→ **Records provided**:
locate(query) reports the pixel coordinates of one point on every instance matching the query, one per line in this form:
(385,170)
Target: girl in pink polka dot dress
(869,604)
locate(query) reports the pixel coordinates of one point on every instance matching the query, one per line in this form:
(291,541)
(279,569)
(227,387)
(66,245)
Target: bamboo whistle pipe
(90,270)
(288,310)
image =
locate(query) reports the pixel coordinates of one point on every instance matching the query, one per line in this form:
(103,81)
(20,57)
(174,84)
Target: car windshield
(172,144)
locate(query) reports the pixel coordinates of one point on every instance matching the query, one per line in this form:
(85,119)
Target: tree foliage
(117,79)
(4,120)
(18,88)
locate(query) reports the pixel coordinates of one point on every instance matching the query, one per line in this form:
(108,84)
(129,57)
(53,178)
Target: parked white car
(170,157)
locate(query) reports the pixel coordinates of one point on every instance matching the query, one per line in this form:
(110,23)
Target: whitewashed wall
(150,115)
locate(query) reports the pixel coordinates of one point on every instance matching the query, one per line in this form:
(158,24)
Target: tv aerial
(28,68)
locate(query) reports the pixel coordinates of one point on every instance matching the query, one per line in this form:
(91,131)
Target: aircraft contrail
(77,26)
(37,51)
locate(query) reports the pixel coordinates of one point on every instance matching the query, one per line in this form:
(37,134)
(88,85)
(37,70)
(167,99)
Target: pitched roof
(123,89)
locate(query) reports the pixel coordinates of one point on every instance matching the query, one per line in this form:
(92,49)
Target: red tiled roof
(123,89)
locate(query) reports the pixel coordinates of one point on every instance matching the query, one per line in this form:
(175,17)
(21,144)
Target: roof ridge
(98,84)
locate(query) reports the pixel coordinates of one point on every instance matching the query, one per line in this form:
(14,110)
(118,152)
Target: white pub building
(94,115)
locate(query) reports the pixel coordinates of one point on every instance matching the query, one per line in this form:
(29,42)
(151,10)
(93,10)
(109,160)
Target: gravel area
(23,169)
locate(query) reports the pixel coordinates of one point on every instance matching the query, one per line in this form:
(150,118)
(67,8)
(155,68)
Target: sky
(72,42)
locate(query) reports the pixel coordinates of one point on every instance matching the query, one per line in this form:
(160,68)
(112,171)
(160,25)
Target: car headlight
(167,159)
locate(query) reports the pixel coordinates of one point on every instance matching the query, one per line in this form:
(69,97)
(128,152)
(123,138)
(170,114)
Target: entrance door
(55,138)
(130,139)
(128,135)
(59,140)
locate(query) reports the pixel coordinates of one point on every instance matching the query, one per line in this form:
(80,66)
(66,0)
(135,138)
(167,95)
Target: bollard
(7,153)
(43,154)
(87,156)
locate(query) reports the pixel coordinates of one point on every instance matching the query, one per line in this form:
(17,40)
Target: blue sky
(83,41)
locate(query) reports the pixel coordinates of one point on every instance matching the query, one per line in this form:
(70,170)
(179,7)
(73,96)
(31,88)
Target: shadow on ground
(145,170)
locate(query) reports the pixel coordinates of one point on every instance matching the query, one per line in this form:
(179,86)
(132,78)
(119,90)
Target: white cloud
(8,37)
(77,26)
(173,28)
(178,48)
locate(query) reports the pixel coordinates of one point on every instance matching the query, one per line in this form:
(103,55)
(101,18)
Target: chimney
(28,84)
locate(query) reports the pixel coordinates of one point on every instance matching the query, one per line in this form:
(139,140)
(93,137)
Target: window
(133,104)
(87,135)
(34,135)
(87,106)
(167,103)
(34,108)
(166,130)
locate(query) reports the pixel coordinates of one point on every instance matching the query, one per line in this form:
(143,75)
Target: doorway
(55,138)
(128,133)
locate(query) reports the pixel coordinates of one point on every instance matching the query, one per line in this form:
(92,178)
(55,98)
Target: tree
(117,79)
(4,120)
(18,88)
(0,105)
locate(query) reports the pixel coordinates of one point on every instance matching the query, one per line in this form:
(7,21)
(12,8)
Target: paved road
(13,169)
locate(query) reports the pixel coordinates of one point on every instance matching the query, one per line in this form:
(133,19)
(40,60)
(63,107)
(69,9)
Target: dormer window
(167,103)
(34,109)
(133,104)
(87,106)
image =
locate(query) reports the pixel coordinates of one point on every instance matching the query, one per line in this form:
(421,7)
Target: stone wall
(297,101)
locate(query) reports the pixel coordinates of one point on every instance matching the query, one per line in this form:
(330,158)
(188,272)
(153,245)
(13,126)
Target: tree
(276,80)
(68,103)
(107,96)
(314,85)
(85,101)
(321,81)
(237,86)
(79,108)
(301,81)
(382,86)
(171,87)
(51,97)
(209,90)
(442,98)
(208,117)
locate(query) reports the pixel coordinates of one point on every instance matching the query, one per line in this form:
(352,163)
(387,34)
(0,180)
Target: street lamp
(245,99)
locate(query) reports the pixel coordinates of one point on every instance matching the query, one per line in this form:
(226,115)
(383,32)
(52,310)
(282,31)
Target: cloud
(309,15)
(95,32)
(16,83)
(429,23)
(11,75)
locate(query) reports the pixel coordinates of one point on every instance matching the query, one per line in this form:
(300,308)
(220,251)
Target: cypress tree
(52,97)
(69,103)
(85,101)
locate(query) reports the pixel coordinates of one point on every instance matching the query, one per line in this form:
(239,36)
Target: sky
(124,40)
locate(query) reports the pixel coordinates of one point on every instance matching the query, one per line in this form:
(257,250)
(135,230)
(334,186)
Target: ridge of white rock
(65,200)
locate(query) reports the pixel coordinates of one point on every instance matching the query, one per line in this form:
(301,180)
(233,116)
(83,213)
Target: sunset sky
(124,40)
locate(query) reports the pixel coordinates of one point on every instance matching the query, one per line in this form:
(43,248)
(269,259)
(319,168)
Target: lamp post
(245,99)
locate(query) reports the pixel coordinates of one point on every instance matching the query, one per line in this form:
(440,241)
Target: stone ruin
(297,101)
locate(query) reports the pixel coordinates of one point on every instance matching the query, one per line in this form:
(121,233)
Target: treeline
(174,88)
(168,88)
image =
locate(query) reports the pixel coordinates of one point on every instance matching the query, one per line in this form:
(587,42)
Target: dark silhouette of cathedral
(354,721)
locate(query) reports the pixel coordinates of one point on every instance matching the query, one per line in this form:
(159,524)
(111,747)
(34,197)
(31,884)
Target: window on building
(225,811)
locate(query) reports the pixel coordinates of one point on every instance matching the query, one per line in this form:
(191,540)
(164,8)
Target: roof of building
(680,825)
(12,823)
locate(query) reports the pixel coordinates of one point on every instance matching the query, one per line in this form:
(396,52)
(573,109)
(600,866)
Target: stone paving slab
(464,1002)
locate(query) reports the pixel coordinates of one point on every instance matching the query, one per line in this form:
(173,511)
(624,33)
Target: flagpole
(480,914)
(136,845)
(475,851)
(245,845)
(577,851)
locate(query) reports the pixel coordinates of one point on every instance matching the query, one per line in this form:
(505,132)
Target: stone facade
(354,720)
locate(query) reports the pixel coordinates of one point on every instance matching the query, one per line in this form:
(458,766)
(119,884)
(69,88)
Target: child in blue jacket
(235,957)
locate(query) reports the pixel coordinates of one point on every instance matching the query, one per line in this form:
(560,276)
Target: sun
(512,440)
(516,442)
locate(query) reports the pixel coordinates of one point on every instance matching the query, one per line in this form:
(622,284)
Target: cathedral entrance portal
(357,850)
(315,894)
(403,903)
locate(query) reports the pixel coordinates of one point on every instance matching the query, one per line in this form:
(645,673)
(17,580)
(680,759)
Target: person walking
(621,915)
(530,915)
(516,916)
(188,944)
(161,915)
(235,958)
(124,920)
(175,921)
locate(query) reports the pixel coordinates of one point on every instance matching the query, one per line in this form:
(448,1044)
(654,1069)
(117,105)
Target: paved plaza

→ **Exercise task**: Write each line above out exactly.

→ **Final result**:
locate(query) reports the pixel coordinates of one point on every instance matching the query, one per line in this form:
(385,170)
Target: girl in pink polka dot dress
(869,604)
locate(query) reports the pixel coordinates of one point on every instance matching the query, one per line in this form:
(291,541)
(279,569)
(227,387)
(66,245)
Target: bamboo whistle pipe
(90,270)
(288,310)
image =
locate(query) reports the pixel coordinates of one point on every instance matching the query, one per line in this form:
(103,81)
(20,57)
(174,84)
Target: car windshield
(172,144)
locate(query) reports the pixel coordinates of one point on every instance matching the query, one per line in this form:
(85,119)
Target: tree foliage
(117,79)
(4,120)
(18,88)
locate(query) reports the pixel coordinates of one point on every instance matching the query, one per line in this form:
(108,84)
(129,57)
(53,178)
Target: parked white car
(170,157)
locate(query) reports the pixel coordinates of one point on every instance matching the query, one per line in this form:
(110,23)
Target: whitewashed wall
(150,115)
locate(query) reports the pixel coordinates of one point on every instance matching the query, one per line in this form:
(158,24)
Target: tv aerial
(28,68)
locate(query) reports the pixel coordinates of one point on every instance matching the query, one per line in this form:
(91,131)
Target: aircraft contrail
(77,26)
(37,51)
locate(query) reports the pixel coordinates of one point on every instance matching the query, one per line in this form:
(37,134)
(88,85)
(37,70)
(167,99)
Target: pitched roof
(123,89)
locate(query) reports the pixel coordinates of one point on every instance matching the query, one per line in this form:
(92,49)
Target: red tiled roof
(123,89)
locate(query) reports the pixel coordinates of one point on every instance matching the query, one per line in this form:
(175,17)
(21,144)
Target: roof ridge
(98,84)
locate(query) reports the pixel coordinates of one point on every instance matching the query, one per line in this form:
(14,110)
(118,152)
Target: white pub building
(94,115)
locate(query) reports the pixel coordinates of one point on every instance matching the query, one per line in this form:
(29,42)
(151,10)
(93,10)
(109,160)
Target: gravel area
(23,169)
locate(query) reports the pixel coordinates of one point on every instance matching the query, one per line in this form:
(150,118)
(67,8)
(155,68)
Target: sky
(72,42)
locate(query) reports the pixel coordinates of one point on every instance matching the query, one per line in this form:
(160,68)
(112,171)
(160,25)
Target: car headlight
(167,159)
locate(query) reports the pixel coordinates of one point on every instance matching the query, one per line in this form:
(69,97)
(128,152)
(123,138)
(170,114)
Target: entrance door
(55,138)
(130,139)
(128,135)
(59,140)
locate(query) reports the pixel coordinates of one point on every instance matching the query, one per line in this form:
(80,66)
(66,0)
(135,138)
(167,95)
Target: bollard
(7,153)
(43,154)
(87,156)
locate(query) reports the pixel coordinates of one point on every instance matching the query, one per line in this form:
(17,40)
Target: blue sky
(83,41)
locate(query) reports the pixel coordinates of one point on every instance matching the query, one per line in this form:
(70,170)
(179,7)
(73,96)
(31,88)
Target: shadow on ground
(145,170)
locate(query) reports the pixel coordinates of one point on every instance matching the query, one per line in this form:
(179,86)
(132,78)
(119,90)
Target: white cloud
(8,37)
(77,26)
(173,28)
(178,48)
locate(query) reports the pixel coordinates of one point on every instance matching the query, one per line in this form:
(103,55)
(101,18)
Target: chimney
(28,84)
locate(query) reports the pixel coordinates of one point on every instance matching the query, one per line in this form:
(139,140)
(93,137)
Target: window
(133,104)
(87,135)
(34,135)
(87,106)
(167,103)
(34,108)
(166,130)
locate(query) reports the pixel coordinates of one point on every instance matching the query, one per line in this form:
(143,75)
Target: doorway
(55,138)
(128,133)
locate(query) reports the pixel coordinates of one point on every instance matching the query, one per line in this form:
(92,178)
(55,98)
Target: tree
(117,79)
(4,120)
(18,88)
(0,105)
locate(query) reports the pixel coordinates of one point on every instance matching the query, one per line in this form:
(7,21)
(12,8)
Target: paved road
(13,169)
locate(query) reports the pixel coordinates of one point on every instance matching the query, one per line in this form:
(133,19)
(40,60)
(63,107)
(69,9)
Target: dormer window
(167,103)
(34,109)
(133,104)
(87,106)
image =
locate(query) reports the pixel coordinates of one point on every instance matching the query, one per line in this form:
(421,7)
Target: stone wall
(297,101)
locate(query) reports the pixel coordinates of one point on every instance matching the query, one per line in this form:
(330,158)
(188,272)
(153,245)
(13,126)
Target: tree
(276,80)
(68,103)
(107,96)
(314,85)
(85,101)
(321,81)
(237,86)
(79,108)
(301,81)
(382,86)
(171,87)
(51,97)
(209,90)
(442,98)
(208,117)
locate(query) reports the pixel coordinates of one point on every instance matching the query, one per line in this form:
(352,163)
(387,34)
(0,180)
Target: street lamp
(245,99)
locate(query) reports the pixel coordinates of one point on every instance matching the query, one per line in this form:
(226,115)
(383,32)
(52,310)
(282,31)
Target: cloud
(309,15)
(95,32)
(16,83)
(429,23)
(11,75)
locate(query) reports the pixel coordinates of one point on every instance matching the query, one per line in this form:
(300,308)
(220,251)
Target: cypress tree
(52,97)
(69,103)
(85,101)
locate(query) reports the pixel coordinates of one point on every instance matching the query, one per line in this form:
(239,36)
Target: sky
(124,40)
locate(query) reports the pixel coordinates of one point on every instance matching the query, one per line in this form:
(257,250)
(135,230)
(334,186)
Target: ridge of white rock
(65,200)
locate(query) reports the pixel coordinates of one point on every instance matching the query, one per line in this form:
(301,180)
(233,116)
(83,213)
Target: sunset sky
(124,40)
locate(query) reports the pixel coordinates of one point on every instance matching the query, one per line in this form:
(43,248)
(269,259)
(319,168)
Target: lamp post
(245,99)
locate(query) reports the pixel coordinates of one point on every instance matching the query, one per line in this form:
(440,241)
Target: stone ruin
(297,101)
locate(query) reports the pixel coordinates of one point on every instance matching the query, one per line in this form:
(121,233)
Target: treeline
(174,88)
(168,88)
image =
locate(query) reports the pixel coordinates of one point on every instance matching the query, one per line in this form:
(587,42)
Target: dark silhouette of cathedral
(354,721)
locate(query) reports the pixel coordinates of one point on every instance matching the query, one per line in this form:
(159,524)
(111,747)
(34,197)
(31,884)
Target: window on building
(225,811)
locate(query) reports the pixel coordinates of one point on every instance matching the query, one per line in this form:
(191,540)
(164,8)
Target: roof of building
(680,825)
(12,823)
locate(query) reports the pixel coordinates of one point on every instance matching the query, one per line in this form:
(396,52)
(573,109)
(600,866)
Target: stone paving slab
(464,1002)
locate(query) reports the pixel coordinates of one point on every instance matching the query, one per line in this form:
(173,511)
(624,33)
Target: flagpole
(480,914)
(136,845)
(475,851)
(245,845)
(577,851)
locate(query) reports the pixel coordinates of one point on every instance matching the query, one per line in this form:
(505,132)
Target: stone facade
(354,720)
locate(query) reports the pixel coordinates of one point on every instance matching the query, one per line in this form:
(458,766)
(119,884)
(69,88)
Target: child in blue jacket
(235,957)
locate(query) reports the pixel coordinates of one point on every instance matching the query, one per line in this form:
(560,276)
Target: sun
(512,440)
(516,442)
locate(query) reports the pixel coordinates of one point on every instance matching the query, one per line in this form:
(622,284)
Target: cathedral entrance portal
(357,850)
(315,894)
(403,903)
locate(query) reports the pixel coordinates of one point on every instance matching the query, one per line in this form:
(645,673)
(17,580)
(680,759)
Target: person walking
(621,915)
(530,915)
(516,916)
(188,944)
(161,915)
(235,958)
(124,920)
(175,921)
locate(query) reports the pixel coordinates of one point on every instance matching the query, one per line in this form:
(448,1044)
(654,1069)
(117,105)
Target: paved plaza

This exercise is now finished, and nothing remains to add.